WRITTEN INSTRUCTION: Write out every entry exactly as it stands.

+++++

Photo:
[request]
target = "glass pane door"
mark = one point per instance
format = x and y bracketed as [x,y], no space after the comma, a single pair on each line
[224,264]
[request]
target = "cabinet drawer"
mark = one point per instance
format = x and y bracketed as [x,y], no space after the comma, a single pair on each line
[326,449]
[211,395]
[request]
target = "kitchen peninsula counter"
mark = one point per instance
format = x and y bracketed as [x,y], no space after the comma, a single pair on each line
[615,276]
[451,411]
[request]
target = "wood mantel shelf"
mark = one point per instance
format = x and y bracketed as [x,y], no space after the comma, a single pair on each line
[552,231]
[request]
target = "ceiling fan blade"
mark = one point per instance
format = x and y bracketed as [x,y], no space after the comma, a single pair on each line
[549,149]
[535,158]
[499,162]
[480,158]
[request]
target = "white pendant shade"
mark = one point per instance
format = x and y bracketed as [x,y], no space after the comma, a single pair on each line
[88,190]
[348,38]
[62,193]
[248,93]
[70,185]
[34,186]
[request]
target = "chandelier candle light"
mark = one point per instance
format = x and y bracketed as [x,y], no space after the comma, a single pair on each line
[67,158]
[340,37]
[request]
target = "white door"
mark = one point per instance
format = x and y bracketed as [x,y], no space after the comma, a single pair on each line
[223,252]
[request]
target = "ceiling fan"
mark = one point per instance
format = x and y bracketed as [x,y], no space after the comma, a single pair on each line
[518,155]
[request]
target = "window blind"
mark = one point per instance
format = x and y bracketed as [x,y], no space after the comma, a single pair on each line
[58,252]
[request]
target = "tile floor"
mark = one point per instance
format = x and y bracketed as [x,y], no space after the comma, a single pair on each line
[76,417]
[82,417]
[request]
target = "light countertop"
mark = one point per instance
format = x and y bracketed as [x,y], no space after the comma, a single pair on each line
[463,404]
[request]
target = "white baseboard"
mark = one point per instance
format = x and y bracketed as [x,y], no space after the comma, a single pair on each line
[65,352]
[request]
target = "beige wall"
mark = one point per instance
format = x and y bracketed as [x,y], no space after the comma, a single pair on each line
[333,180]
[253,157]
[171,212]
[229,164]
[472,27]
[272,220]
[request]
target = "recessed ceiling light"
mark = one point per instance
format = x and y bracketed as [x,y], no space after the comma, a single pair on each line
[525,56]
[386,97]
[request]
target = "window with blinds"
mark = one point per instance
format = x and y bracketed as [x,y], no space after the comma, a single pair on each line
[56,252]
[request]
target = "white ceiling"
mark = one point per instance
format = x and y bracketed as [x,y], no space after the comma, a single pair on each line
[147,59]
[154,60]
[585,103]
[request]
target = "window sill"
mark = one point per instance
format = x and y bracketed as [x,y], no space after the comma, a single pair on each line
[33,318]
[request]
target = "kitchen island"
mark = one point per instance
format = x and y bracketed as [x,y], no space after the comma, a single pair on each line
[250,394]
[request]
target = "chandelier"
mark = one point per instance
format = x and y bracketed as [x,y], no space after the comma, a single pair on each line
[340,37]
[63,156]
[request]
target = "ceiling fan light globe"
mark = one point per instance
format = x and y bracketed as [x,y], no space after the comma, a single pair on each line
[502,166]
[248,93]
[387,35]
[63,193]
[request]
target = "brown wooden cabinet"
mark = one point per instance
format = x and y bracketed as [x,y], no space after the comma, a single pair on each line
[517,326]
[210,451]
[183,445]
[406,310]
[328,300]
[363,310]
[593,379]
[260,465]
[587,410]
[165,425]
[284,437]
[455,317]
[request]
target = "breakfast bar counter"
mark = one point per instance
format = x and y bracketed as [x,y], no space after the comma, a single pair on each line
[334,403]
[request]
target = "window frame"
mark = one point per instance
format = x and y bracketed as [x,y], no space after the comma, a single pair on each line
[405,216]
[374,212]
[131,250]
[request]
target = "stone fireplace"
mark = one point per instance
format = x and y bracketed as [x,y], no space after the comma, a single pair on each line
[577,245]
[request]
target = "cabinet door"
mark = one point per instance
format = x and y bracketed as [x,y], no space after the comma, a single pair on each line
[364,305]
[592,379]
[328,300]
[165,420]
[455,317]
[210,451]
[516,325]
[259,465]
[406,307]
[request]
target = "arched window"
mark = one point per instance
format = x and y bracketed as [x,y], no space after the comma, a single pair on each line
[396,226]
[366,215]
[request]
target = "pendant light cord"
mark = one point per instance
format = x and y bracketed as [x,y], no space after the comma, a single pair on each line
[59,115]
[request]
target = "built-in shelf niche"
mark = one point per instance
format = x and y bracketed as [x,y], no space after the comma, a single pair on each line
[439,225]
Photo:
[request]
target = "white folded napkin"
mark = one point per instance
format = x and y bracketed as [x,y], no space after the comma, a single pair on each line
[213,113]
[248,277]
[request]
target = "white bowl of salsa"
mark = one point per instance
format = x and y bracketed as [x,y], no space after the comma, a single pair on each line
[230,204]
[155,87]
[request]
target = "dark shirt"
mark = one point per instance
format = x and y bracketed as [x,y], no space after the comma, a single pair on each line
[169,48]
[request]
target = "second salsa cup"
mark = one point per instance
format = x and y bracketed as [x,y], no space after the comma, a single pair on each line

+++++

FULL OUTPUT:
Photo:
[request]
target = "glass pane door"
mark = one point per instance
format = x and y bracketed as [x,y], no space after the comma, a single pair on each line
[224,264]
[request]
target = "cabinet drawer"
mark = one point per instance
format = x and y bracketed as [x,y], no space after the comma, a single pair on each line
[326,449]
[211,395]
[request]
target = "kitchen peninsula counter"
mark = one point per instance
format = x and y bracketed as [x,y], no space after the comma, a single pair on each line
[615,276]
[451,411]
[request]
target = "wood mantel shelf"
mark = one point per instance
format = x and y bracketed as [x,y], no space after the comma, a single pair on each line
[552,231]
[request]
target = "ceiling fan blade"
mark = one point per instance
format = x and y bracketed as [x,y], no space after the comma, a single pair on each line
[549,149]
[535,158]
[499,162]
[480,158]
[request]
target = "white pendant shade"
mark = one point per instance
format = x and y bracketed as [x,y], no space after the comma, a single pair on each line
[88,190]
[348,38]
[62,193]
[248,93]
[70,185]
[34,186]
[request]
target = "chandelier candle light"
mark = one point per instance
format = x and y bracketed as [x,y], no space after the comma, a single pair on each line
[67,158]
[340,37]
[request]
target = "white door"
mark = one point per instance
format = x and y bracketed as [x,y], no space after the comma, a single pair on each line
[223,252]
[request]
target = "ceiling fan"
mark = one point per instance
format = x and y bracketed as [x,y], no space after the comma, a single pair on each line
[518,155]
[request]
target = "window blind"
mark = one point per instance
format = x and y bracketed as [x,y], no space after the comma, a single pair on each line
[58,252]
[request]
target = "tile floor"
mark = one point per instance
format = x and y bracketed as [x,y], no space after the comma, a single pair on each line
[76,417]
[82,417]
[request]
target = "light countertop"
mark = one point per instance
format = x and y bracketed as [x,y], no space after the comma, a single pair on each line
[463,404]
[request]
target = "white baseboard"
mark = one point per instance
format = x and y bracketed as [x,y], no space after the comma, a single pair on each line
[65,352]
[request]
target = "beige wall"
mark = one point per instance
format = x and y bracketed as [x,y], no space after the comma, a single pair on each line
[333,180]
[253,157]
[171,212]
[229,164]
[472,27]
[272,220]
[request]
target = "recessed ceiling light"
mark = one point per instance
format = x and y bracketed as [x,y], no space after the comma, a single pair on each line
[525,56]
[386,97]
[request]
target = "window with blinds"
mark = one point per instance
format = x and y bracketed as [x,y], no space after the comma, a single pair on each line
[56,252]
[request]
target = "white ceiling"
mark = one point per instance
format = x and y bracketed as [x,y], no space after the comma, a single pair on each line
[147,59]
[154,60]
[585,103]
[request]
target = "window sill"
mark = one point per instance
format = x and y bracketed as [x,y], no space after the comma, a single pair on each line
[33,318]
[request]
target = "kitchen island"
mark = one point per instance
format = x and y bracketed as [x,y], no space after the comma, a single pair on each line
[250,394]
[request]
target = "chandelier"
mark = one point per instance
format = x and y bracketed as [x,y], no space after the comma, a single pair on each line
[340,37]
[63,156]
[request]
target = "ceiling fan light globe"
mark = one point per instance
format = x and y bracketed as [x,y], no space after the comma, a single pair on each line
[502,166]
[248,93]
[387,35]
[63,193]
[request]
target = "brown wooden cabinet"
mark = one point per instance
format = x and y bracketed as [x,y], no space after the comma, a single pair on each line
[517,326]
[210,451]
[183,445]
[406,310]
[328,300]
[363,310]
[593,379]
[260,465]
[587,410]
[165,425]
[284,437]
[455,317]
[request]
target = "breakfast bar counter"
mark = one point per instance
format = x and y bracketed as [x,y], no space after the comma, a single pair on each line
[334,403]
[request]
target = "window frame"
mark = one point per instance
format = x and y bracketed as [x,y], no space after the comma, a single pair on each line
[405,216]
[374,212]
[131,250]
[request]
target = "stone fireplace"
mark = one point per instance
format = x and y bracketed as [x,y], no space after the comma, a single pair on each line
[577,245]
[request]
target = "cabinet door"
mark = one point per instance
format = x and y bracketed as [x,y], no space after the comma, a single pair on each line
[364,305]
[592,379]
[328,300]
[165,420]
[455,317]
[210,451]
[516,325]
[259,465]
[406,307]
[request]
target = "arched window"
mark = one point per instance
format = x and y bracketed as [x,y], no space after the comma, a single pair on each line
[396,226]
[366,215]
[request]
target = "pendant light cord"
mark = one point per instance
format = x and y bracketed as [x,y], no space after the comma, a single pair on each line
[59,115]
[request]
target = "built-in shelf niche"
mark = one point per instance
format = x and y bracketed as [x,y], no space after the comma, a single pair on each line
[439,225]
Photo:
[request]
target = "white folded napkin"
mark = one point per instance
format = x and y bracketed as [x,y], no space after the comma, a single pair on each line
[213,113]
[248,277]
[request]
target = "white bowl of salsa"
mark = one point per instance
format = x and y bracketed as [x,y], no space after the comma, a single pair on each line
[230,204]
[155,87]
[request]
target = "dark shirt"
mark = one point per instance
format = x and y bracketed as [x,y], no space after the comma, a single pair on each line
[169,48]
[request]
target = "second salsa cup"
mark = one point per instance
format = x and y bracketed as [x,y], no space after the comma, a single pair on each line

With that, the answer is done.